THE DATA:
+++

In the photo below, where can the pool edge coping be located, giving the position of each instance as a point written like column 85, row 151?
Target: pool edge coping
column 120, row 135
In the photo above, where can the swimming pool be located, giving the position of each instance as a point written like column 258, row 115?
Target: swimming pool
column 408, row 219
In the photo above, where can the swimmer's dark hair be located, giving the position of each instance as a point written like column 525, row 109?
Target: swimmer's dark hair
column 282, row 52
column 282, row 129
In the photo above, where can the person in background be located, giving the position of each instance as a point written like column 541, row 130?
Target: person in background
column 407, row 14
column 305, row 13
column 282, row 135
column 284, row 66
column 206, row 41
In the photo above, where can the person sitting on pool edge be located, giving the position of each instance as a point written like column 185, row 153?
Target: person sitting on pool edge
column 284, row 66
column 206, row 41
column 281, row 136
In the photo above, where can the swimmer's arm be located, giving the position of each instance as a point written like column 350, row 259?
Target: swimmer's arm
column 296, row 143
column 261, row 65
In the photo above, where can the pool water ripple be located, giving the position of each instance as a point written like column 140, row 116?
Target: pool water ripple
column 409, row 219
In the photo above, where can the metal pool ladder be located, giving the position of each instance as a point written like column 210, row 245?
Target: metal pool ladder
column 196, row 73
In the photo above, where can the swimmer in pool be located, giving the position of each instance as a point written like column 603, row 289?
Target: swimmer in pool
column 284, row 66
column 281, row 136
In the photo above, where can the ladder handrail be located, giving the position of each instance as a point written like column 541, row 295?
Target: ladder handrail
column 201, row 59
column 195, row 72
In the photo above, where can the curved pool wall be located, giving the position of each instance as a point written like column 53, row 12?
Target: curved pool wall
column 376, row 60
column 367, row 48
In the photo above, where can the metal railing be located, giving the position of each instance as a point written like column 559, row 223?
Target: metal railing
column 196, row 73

+++

WRITTEN EXERCISE:
Reproduce the records above word for word, starting at the line that contains "In the photo above, where can the curved" and continuing through the last line of the records.

TASK RESULT:
In the photo above, where can the curved pool wall be located, giving the position of each instance as a point written like column 53, row 12?
Target: curved pool wall
column 376, row 60
column 367, row 48
In the photo above, where can the metal railing be located, giving the position of each instance as a point written like column 559, row 223?
Target: metal railing
column 196, row 73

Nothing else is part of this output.